Lora Morgan Church listed the factors that make her a non-traditional student: She joked that she got her first degree “five hundred years ago,” then received her MPA and an MS in Health Education. She had a career and she and her husband Casey have five children. This month she’ll add a Juris Doctor degree to her resumé and looks forward to the future.
In fifth grade, Church, who is Diné, experienced racist slurs against her Native American identity and decided that she wanted to help other people who had similar experiences and faced obstacles because of it.
“I dreamed bigger,” she said.
She went on to work in school-based health care while she pursued her master’s degree and then worked at the New Mexico Public Education Department as a coordinator for homeless students all over the state. Then as director of the Office of Indian Elder Affairs she coordinated services such as congregate and home-delivered meals, home care, transportation, and other services for tribal seniors.
Last year, Church was selected for the 2020 Rural Summer Legal Corps Fellowship through a partnership that places civil legal aid organizations in rural communities across the United States and its territories. She worked on an inaugural tax pilot project with the Pueblo of Laguna, under the supervision of a tax attorney.
The pandemic restrictions presented challenges.
“We had to factor in time to thoroughly sanitize the meeting room, meet with clients, sanitize, meet another client, and repeat CDC sanitizing protocols again but I made three to four appointments a day,” she recalled.
The experience led Church to explore other legal services clients may have qualified for and reinforced her plans after graduation.
“I really want to reach low-income families and elders in rural and tribal communities, bring services to them in areas where they are comfortable and familiar with. I envision legal services on wheels, a mobile office so I can rotate among these communities,” she explained, adding that she takes a wholistic view of health and well-being for clients and wants to “design services that address the heart of the person and their well-being.”
Church cited Associate Professor of Law and director of the Legal Analysis and Communication Program Steven Homer and Professor Emerita Gloria Valencia-Weber for their mentorship and support.
“Steven Homer was so supportive, gave me a true reflection back on what I was experiencing as a second-career non-traditional student, and helped me express what I had to say in writing. And I think that’s a true educator,” Church remarked.

◆ DATA EXTRACTS
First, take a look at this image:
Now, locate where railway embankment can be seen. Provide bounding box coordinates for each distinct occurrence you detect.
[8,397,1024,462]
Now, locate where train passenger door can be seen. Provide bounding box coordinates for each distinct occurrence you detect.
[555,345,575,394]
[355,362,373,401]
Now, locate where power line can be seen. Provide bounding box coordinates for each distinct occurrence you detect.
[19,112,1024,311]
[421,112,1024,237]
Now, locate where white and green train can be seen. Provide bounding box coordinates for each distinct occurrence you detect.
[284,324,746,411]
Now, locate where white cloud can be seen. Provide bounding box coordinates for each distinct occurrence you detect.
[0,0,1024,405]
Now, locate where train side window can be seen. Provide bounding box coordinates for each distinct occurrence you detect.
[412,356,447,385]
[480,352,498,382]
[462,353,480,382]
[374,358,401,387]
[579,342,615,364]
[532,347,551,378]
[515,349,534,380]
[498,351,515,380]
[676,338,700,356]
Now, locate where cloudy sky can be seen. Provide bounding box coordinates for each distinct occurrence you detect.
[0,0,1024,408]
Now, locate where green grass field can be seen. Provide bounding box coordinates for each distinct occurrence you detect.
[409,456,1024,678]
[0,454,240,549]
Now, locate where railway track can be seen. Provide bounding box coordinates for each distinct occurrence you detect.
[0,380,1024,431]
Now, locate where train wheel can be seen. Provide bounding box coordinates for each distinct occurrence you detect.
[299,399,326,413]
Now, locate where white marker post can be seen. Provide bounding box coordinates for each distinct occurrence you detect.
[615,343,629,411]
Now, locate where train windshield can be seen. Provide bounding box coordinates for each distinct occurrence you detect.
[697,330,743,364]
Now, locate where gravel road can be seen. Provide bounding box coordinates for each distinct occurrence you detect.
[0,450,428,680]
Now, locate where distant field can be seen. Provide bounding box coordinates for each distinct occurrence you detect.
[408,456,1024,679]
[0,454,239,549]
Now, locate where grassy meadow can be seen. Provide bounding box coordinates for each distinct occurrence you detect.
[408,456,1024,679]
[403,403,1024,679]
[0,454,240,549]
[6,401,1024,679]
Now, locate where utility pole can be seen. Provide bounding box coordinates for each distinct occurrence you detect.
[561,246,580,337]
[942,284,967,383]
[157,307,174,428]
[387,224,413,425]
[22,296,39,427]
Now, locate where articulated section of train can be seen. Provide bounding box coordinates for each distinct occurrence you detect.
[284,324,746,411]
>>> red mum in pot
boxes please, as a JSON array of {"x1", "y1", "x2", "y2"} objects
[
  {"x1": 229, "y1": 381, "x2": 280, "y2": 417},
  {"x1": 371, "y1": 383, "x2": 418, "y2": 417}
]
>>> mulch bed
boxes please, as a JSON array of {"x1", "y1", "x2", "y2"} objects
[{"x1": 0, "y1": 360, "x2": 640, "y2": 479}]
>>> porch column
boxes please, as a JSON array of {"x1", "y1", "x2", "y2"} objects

◆ WHAT THE TASK REQUIRES
In the profile of Lora Morgan Church, what project did she work on during her 2020 Rural Summer Legal Corps Fellowship? The entries have no connection to the profile of Lora Morgan Church.

◆ EXERCISE RESULT
An inaugural tax pilot project with the Pueblo of Laguna, under the supervision of a tax attorney.